▸ Text segment
"""
The discussion centers on the relationship between the scale factor of the universe and the concepts of heat death and the Big Rip. Participants explore theoretical implications of exponential expansion on entropy and thermal equilibrium, as well as the effects on physical structures at various scales.

Discussion Character

  • Exploratory
  • Debate/contested
  • Conceptual clarification

Main Points Raised

  • One participant presents a model where the scale factor is proportional to an exponential function, suggesting that distances between objects will grow exponentially, leading to a potential Big Rip scenario.
  • Another participant argues that the exponential growth of the scale factor will have negligible effects at everyday scales, asserting that atomic forces will dominate and prevent significant structural changes in galaxies and atoms.
  • A later reply challenges the previous point by suggesting that as time approaches infinity, the scale factor will overwhelm atomic forces, potentially leading to structural changes.
"""
▸ Tasks to perform
A. In the summary of the cosmology discussion, what is the scale factor proportional to in the model that one participant presents?
B. Decide whether each statement agrees with the summary of the cosmology discussion, and answer yes or no with the deciding words quoted from it. (i) The character of the discussion includes being exploratory. (ii) The second participant claims that exponential growth of the scale factor will significantly change atoms at everyday scales. (iii) A later reply suggests that as time approaches infinity, the scale factor will overwhelm atomic forces.
C. Write the next part of the summary of the cosmology discussion, picking up after its last point.

▸ Items
"""
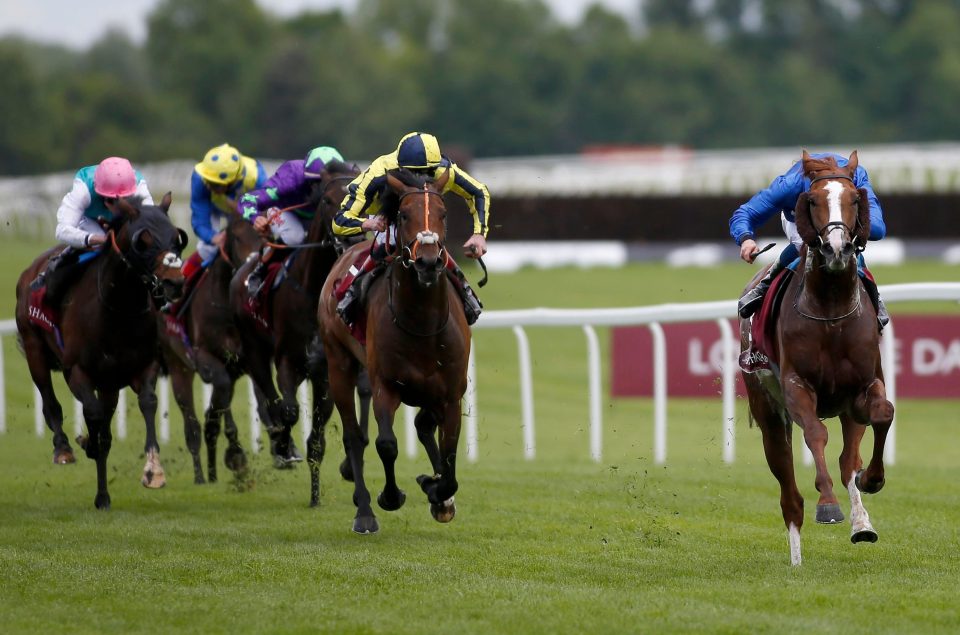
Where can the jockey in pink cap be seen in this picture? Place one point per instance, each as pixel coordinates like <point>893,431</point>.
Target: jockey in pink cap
<point>90,202</point>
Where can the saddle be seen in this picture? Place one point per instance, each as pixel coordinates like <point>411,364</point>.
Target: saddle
<point>762,354</point>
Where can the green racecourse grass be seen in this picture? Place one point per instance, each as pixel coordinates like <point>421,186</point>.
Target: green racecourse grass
<point>554,545</point>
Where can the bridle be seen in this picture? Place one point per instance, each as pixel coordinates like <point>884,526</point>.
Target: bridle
<point>409,251</point>
<point>831,226</point>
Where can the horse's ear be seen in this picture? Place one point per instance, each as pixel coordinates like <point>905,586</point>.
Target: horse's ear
<point>801,215</point>
<point>440,183</point>
<point>863,217</point>
<point>853,162</point>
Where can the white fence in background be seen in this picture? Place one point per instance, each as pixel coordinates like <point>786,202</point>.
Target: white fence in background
<point>587,319</point>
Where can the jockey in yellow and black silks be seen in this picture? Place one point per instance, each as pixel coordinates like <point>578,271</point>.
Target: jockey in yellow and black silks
<point>361,211</point>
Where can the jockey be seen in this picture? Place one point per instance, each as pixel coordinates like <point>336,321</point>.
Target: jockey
<point>92,200</point>
<point>781,196</point>
<point>216,185</point>
<point>284,204</point>
<point>361,211</point>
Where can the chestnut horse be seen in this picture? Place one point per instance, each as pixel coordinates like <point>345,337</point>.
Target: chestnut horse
<point>417,345</point>
<point>109,333</point>
<point>292,343</point>
<point>827,344</point>
<point>214,352</point>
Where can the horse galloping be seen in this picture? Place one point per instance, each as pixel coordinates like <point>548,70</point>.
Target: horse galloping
<point>212,349</point>
<point>417,346</point>
<point>106,336</point>
<point>290,343</point>
<point>827,343</point>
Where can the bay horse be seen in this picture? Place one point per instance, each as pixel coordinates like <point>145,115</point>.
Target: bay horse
<point>212,349</point>
<point>827,344</point>
<point>417,346</point>
<point>107,333</point>
<point>291,343</point>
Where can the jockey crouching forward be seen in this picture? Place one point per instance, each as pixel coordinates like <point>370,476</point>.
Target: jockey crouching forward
<point>362,211</point>
<point>284,204</point>
<point>216,185</point>
<point>90,202</point>
<point>781,196</point>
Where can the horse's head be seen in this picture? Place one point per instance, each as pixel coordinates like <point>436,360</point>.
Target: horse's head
<point>151,245</point>
<point>833,217</point>
<point>421,221</point>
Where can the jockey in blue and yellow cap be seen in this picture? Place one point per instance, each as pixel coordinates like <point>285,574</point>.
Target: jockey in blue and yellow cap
<point>216,185</point>
<point>361,211</point>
"""
▸ Answers to each task
A. An exponential function.

B.
(i) Yes: "Exploratory"
(ii) No: "will have negligible effects at everyday scales"
(iii) Yes: "as time approaches infinity, the scale factor will overwhelm atomic forces"

C.
  • Another participant questions the relevance of heat death in the context of a Big Rip, arguing that observable particles would shrink faster than the speed of light, preventing heat flow.

Areas of Agreement / Disagreement

Participants express differing views on the implications of the scale factor's exponential growth, particularly regarding its effects on atomic structures and the likelihood of heat death versus a Big Rip scenario. The discussion remains unresolved with multiple competing perspectives.

Contextual Notes

There are unresolved assumptions regarding the nature of forces at play during extreme expansion and the definitions of heat death and thermal equilibrium in the context of a Big Rip. The mathematical implications of the scale factor's growth are also not fully explored.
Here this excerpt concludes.